The problem - Identify every line in the rows below that contains the string "query", and copy each such line. Matching is case-sensitive.

Dataset excerpts -
--*--

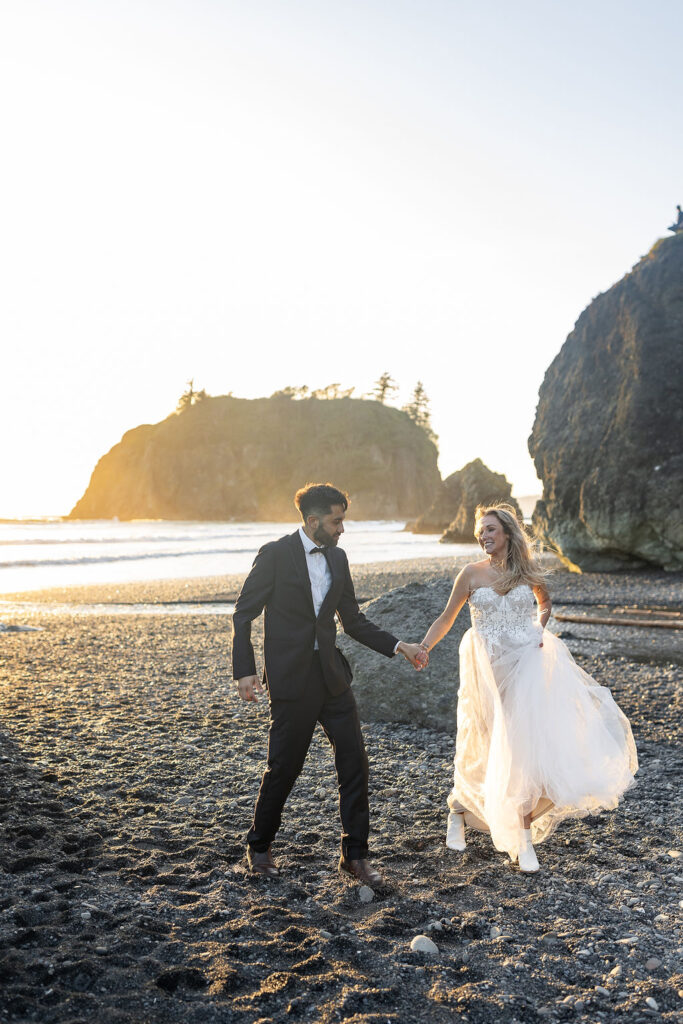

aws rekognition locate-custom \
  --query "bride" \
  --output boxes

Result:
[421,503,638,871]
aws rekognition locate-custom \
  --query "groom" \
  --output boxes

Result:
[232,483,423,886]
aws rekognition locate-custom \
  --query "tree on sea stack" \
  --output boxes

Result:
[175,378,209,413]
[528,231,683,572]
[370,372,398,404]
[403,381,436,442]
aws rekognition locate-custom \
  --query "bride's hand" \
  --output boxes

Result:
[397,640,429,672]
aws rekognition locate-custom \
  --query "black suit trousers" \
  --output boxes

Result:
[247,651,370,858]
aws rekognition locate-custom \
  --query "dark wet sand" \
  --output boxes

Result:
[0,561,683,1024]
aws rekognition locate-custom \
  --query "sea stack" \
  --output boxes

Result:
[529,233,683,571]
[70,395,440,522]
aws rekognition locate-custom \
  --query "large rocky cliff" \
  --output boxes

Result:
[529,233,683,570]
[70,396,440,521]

--*--

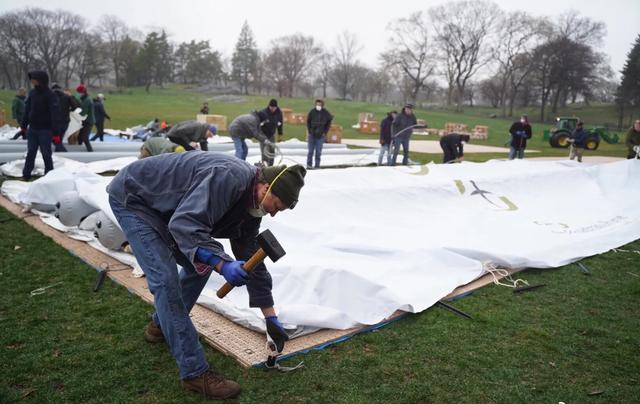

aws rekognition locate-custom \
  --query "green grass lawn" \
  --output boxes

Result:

--*--

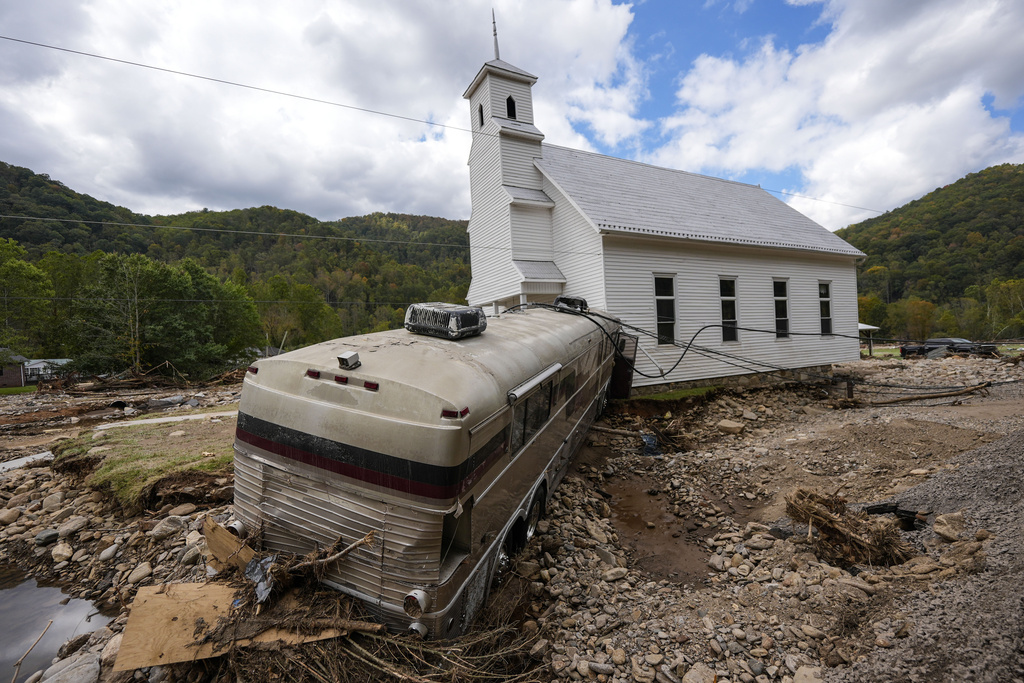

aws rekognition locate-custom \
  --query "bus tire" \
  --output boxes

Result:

--*--

Reply -
  --query "bride" \
  --query "groom" \
  --query "tree on sea stack" \
  --query "bride's hand" \
  --query "black suit trousers" \
  --query "dark wet sand" \
  --query "sea stack" \
  --query "large rocky cliff" \
  --query "green grass lawn" \
  --query "bus tire" \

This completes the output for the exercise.